Start of MATERIAL PROVIDED

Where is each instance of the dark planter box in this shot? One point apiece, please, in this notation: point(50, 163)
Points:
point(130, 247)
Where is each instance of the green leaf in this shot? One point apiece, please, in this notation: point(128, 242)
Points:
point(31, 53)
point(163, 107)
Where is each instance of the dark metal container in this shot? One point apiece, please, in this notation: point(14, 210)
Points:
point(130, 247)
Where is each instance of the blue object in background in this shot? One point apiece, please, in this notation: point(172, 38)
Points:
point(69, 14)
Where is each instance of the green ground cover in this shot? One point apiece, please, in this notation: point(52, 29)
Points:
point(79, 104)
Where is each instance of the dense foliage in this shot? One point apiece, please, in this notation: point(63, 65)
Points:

End of MATERIAL PROVIDED

■ WHAT THE TASK ASKS
An exact restatement of the data is required.

■ REPLY TO THE TASK
Where is each instance of the dark planter box in this shot? One point apiece, please, in this notation: point(50, 163)
Points:
point(130, 247)
Where is each instance of the green leaf in this shot? One point apiece, please, in this notation: point(128, 242)
Points:
point(31, 53)
point(163, 107)
Where is each instance of the dark metal container in this shot? One point apiece, please, in this notation: point(14, 210)
Points:
point(130, 247)
Where is each instance of the blue object in background in this shot? One point apiece, please, in this notation: point(172, 38)
Points:
point(69, 14)
Where is each instance of the green ground cover in this shot? One point apiece, please, in this notation: point(52, 29)
Points:
point(79, 104)
Where is each instance of the dense foliage in this shot? One point apiece, please, in this notation: point(63, 65)
Points:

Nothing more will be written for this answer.